━━━ Page

# Statistics Formulas and Notes

Mean, Median, Variance, Standard Deviation, Range

Mean

The mean is the sum of all data values divided by the number of data values.
\bar{x} (x bar) is used to denote the mean.
\bar{x}=\frac{\sum x_{i}}{n}
Example
Data set: 3, 4, 5, 6, 7.
\bar{x}=\frac{\sum x_{i}}{n}
\bar{x}=\frac{ 3+4+5+6+7}{5}
\bar{x}=\frac{ 25}{5}
\bar{x}=5

Median

The median is(are) the value(s) in the middle of a dataset when the dataset is arranged in ascending order.
Example 1
Data set: 9, 3, 1, 2, 8, 6, 7.
In ascending order: 1 , 2 , 3 , 6 , 7 , 8 , 9.
6 is the value in the middle. 6 is the median.

Example 2
Data set: 7, 6, 4, 9, 5, 1, 2, 8.
In ascending order: 1 , 2 , 4 , 5 , 6 , 7 , 8 , 9.
In this case we have two numbers that are in the middle: 5 and 6. We add these numbers together and divide by 2 to get the median.
median = \frac{5+6}{2}
median = 5.5

Sample Variance

The Variance is a measure of how spread out numbers are. s^{2} is used to denote the sample variance. s^{2}=\frac{\sum \left( x_{i}- \bar{x} \right)^{2}}{n-1}
\bar{x}: mean
n: number of values
Example 1
Data set: 1 , 2 , 3 , 8 , 9.

━━━━━━
━━━ Information given

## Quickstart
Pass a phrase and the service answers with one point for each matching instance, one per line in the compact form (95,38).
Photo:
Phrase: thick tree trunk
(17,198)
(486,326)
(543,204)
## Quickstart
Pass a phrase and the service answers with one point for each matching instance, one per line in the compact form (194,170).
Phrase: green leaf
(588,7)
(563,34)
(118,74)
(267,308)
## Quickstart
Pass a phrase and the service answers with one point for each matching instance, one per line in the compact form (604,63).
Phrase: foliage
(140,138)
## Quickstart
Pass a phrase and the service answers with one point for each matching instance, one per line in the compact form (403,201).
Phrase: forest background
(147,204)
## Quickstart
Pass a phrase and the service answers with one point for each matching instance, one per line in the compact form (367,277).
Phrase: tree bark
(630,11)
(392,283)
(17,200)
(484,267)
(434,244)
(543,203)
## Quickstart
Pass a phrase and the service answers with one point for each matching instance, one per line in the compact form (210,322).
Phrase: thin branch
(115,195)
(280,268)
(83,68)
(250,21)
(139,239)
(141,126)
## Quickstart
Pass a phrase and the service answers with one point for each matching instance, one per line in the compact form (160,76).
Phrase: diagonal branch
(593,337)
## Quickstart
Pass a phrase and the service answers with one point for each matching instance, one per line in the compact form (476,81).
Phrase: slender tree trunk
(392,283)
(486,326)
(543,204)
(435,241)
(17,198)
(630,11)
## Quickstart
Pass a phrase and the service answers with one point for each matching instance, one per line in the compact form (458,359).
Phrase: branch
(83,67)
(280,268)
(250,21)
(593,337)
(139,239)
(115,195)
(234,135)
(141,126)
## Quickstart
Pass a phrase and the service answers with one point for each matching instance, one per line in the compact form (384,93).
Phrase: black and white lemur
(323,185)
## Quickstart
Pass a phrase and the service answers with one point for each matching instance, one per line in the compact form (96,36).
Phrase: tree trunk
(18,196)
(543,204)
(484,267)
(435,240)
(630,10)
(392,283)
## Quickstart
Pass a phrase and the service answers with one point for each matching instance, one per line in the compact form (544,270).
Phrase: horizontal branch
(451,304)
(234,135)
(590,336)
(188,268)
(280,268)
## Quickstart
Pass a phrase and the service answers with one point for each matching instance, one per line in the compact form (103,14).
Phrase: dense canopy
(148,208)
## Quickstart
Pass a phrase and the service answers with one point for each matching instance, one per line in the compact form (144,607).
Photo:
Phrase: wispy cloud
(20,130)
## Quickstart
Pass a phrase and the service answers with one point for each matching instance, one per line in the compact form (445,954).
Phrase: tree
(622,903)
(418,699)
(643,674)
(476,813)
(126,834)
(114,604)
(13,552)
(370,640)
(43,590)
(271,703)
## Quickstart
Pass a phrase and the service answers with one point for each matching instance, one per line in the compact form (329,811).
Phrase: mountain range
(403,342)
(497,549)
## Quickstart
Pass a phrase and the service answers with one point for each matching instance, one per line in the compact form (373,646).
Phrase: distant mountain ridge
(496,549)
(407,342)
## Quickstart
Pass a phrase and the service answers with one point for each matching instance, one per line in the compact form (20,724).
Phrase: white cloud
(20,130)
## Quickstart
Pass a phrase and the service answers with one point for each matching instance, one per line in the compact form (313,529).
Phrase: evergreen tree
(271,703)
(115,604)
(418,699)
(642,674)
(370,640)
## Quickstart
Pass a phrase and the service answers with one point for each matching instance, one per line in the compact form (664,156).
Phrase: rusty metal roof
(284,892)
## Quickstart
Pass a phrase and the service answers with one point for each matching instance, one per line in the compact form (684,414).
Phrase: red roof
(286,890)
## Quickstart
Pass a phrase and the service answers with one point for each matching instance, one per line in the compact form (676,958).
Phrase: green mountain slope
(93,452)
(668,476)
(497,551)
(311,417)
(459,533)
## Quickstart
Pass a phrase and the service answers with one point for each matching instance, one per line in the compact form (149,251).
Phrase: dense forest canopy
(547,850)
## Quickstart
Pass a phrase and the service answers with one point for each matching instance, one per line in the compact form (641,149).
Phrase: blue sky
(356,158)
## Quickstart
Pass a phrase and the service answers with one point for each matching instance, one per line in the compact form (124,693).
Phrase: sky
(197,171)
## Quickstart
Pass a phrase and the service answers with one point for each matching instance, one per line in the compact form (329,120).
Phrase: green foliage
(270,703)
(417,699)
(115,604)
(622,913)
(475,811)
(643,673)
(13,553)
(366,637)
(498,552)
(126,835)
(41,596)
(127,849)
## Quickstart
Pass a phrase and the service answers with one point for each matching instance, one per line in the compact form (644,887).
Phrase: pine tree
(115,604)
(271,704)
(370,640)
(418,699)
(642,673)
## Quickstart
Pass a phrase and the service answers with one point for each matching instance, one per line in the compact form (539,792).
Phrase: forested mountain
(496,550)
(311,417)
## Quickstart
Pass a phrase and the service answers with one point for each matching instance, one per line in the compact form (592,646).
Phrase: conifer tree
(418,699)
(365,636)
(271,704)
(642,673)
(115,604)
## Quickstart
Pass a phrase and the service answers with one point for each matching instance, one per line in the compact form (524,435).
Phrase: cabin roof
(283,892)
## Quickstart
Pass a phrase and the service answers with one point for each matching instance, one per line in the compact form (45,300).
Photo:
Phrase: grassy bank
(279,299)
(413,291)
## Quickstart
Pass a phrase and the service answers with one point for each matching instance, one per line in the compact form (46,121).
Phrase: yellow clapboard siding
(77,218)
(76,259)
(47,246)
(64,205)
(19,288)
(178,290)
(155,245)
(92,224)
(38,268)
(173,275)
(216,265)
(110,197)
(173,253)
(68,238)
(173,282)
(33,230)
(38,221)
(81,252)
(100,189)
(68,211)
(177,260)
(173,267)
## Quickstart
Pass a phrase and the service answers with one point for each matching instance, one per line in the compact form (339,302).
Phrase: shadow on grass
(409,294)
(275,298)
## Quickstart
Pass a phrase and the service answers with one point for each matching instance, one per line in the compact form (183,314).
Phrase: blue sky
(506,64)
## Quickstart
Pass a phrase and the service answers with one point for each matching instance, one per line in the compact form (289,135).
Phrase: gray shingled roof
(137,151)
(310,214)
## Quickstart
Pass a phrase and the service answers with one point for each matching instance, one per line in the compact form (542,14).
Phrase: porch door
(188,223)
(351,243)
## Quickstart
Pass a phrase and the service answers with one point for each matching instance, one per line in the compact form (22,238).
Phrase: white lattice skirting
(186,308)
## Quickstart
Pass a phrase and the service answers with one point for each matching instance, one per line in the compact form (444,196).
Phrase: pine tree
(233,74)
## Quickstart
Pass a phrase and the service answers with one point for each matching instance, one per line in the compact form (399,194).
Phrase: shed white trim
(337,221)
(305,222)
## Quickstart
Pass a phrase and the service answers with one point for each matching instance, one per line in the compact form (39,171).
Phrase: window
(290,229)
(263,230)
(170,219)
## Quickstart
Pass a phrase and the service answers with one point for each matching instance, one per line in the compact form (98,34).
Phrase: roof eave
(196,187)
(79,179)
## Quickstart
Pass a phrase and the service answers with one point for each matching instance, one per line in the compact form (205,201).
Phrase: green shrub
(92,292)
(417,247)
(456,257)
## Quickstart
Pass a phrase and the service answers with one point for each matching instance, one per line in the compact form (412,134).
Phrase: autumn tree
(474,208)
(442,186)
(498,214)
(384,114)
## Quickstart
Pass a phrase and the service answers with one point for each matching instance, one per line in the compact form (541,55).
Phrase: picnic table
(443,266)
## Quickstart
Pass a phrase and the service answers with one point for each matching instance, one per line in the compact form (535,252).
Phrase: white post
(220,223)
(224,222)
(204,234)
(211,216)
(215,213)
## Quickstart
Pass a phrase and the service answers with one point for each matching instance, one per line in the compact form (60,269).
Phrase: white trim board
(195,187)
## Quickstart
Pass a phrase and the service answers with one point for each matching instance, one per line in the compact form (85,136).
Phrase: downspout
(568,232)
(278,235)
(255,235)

━━━━━━

Short problem:
Rewrite the statistics notes from "The mean is" to "3, 4, 5, 6, 7.", putting "observations" in place of "data values". The material stands apart from the statistics notes.

Result below:
The mean is the sum of all observations divided by the number of observations.
\bar{x} (x bar) is used to denote the mean.
\bar{x}=\frac{\sum x_{i}}{n}
Example
Data set: 3, 4, 5, 6, 7.